* _GOAL_
Retype the material below. Keep every word exactly as it is.

[Excerpts from point annotation data]
_ _ _

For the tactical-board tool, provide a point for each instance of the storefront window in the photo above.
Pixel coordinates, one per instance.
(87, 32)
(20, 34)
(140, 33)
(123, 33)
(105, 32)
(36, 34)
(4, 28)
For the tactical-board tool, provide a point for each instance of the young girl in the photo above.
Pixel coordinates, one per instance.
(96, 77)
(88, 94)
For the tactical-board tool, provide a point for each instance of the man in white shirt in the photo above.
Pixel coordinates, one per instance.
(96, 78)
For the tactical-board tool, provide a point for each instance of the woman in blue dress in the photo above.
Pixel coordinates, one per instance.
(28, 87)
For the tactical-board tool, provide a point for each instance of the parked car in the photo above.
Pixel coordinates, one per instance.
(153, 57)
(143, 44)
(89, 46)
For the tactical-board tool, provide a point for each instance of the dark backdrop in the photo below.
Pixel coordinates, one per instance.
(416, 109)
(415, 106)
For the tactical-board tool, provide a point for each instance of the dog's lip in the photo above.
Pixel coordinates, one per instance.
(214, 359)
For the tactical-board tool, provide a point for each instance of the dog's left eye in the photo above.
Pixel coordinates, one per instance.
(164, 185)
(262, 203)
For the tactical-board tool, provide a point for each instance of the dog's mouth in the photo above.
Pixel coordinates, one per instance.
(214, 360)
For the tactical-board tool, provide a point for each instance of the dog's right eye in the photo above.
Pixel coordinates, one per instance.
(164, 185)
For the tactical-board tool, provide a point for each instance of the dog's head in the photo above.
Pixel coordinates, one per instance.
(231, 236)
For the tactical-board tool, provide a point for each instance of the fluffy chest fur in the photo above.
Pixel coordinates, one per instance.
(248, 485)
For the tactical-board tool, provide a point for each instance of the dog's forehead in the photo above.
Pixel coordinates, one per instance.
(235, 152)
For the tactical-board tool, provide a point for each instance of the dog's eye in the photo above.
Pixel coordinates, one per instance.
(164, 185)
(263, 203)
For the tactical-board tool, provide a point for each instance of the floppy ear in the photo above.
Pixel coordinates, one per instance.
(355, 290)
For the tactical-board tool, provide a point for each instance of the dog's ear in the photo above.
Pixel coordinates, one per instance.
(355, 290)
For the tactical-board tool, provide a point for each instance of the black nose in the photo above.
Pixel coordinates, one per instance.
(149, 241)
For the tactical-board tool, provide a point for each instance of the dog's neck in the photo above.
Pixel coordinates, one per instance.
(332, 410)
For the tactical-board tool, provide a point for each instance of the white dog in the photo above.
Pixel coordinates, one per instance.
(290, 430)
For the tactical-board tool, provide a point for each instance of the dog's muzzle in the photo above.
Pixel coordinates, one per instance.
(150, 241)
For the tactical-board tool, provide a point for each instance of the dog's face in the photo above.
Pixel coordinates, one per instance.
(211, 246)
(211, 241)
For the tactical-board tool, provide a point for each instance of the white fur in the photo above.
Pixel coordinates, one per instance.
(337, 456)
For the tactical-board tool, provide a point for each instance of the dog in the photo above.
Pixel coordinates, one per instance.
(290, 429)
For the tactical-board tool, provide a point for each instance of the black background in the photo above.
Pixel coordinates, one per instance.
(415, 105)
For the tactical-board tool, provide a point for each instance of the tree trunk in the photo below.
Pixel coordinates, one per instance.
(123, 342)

_ _ _

* _RESULT FOR THIS EXERCISE_
For the tactical-board tool, provide a point for each instance of the storefront window in the photo above.
Pixel coordinates, one per instance.
(87, 32)
(20, 34)
(140, 33)
(123, 33)
(105, 32)
(36, 34)
(4, 28)
For the tactical-board tool, provide a point for each instance of the young girl in the photo above.
Pixel coordinates, one per instance.
(96, 77)
(88, 94)
For the tactical-board tool, provide a point for each instance of the man in white shirt in the photo above.
Pixel coordinates, one per instance.
(96, 78)
For the tactical-board tool, provide a point for each instance of the woman in blue dress in the photo above.
Pixel coordinates, one per instance.
(28, 87)
For the tactical-board tool, provide a point for each instance of the parked car in the photo above.
Pixel coordinates, one per instance.
(153, 57)
(143, 44)
(89, 46)
For the tactical-board tool, provide a point for each instance of the dark backdrop in the photo below.
Pixel coordinates, one per instance.
(416, 109)
(415, 106)
For the tactical-board tool, provide a point for each instance of the dog's lip in the photo above.
Pixel coordinates, one per instance.
(214, 359)
For the tactical-board tool, provide a point for each instance of the dog's left eye in the photo above.
Pixel coordinates, one per instance.
(164, 185)
(262, 203)
For the tactical-board tool, provide a point for each instance of the dog's mouth in the photo above.
Pixel coordinates, one per instance.
(214, 360)
For the tactical-board tool, provide a point for each instance of the dog's right eye in the photo above.
Pixel coordinates, one per instance.
(164, 185)
For the tactical-board tool, provide a point for each instance of the dog's head in the photo above.
Pixel coordinates, one per instance.
(231, 236)
For the tactical-board tool, provide a point for each instance of the fluffy chest fur in the photo above.
Pixel coordinates, one per instance.
(248, 485)
For the tactical-board tool, provide a point for each instance of the dog's forehead in the photo above.
Pixel coordinates, one per instance.
(235, 152)
For the tactical-board tool, provide a point for each instance of the dog's eye in the photo above.
Pixel coordinates, one per instance.
(164, 185)
(263, 203)
For the tactical-board tool, provide a point for each instance of the floppy ear in the photo above.
Pixel coordinates, one per instance.
(355, 290)
For the tactical-board tool, provide a point for each instance of the dog's ear in the photo above.
Pixel coordinates, one per instance.
(355, 290)
For the tactical-board tool, provide a point for each instance of the black nose in the photo above.
Pixel coordinates, one per instance.
(149, 241)
For the tactical-board tool, provide a point for each instance of the dog's neck in the photo above.
Pixel coordinates, one per instance.
(332, 410)
For the tactical-board tool, provide a point for each instance of the white dog in the photo above.
Pixel coordinates, one per instance.
(290, 430)
For the tactical-board tool, provide a point for each instance of the dog's muzzle in the photo above.
Pixel coordinates, one per instance.
(150, 241)
For the tactical-board tool, provide a point for each instance of the dog's face in the photo above.
Pixel coordinates, one per instance.
(211, 246)
(211, 241)
For the tactical-board tool, provide a point for each instance of the white fur in the photo above.
Pixel coordinates, one per instance.
(337, 456)
For the tactical-board tool, provide a point for each instance of the dog in the photo above.
Pixel coordinates, one per instance.
(290, 429)
For the tactical-board tool, provide a point for each instance of the black background in the photo above.
Pixel coordinates, one per instance.
(415, 105)
For the tactical-board tool, provide a point for each instance of the tree trunk in the photo below.
Pixel coordinates, one per instance.
(123, 342)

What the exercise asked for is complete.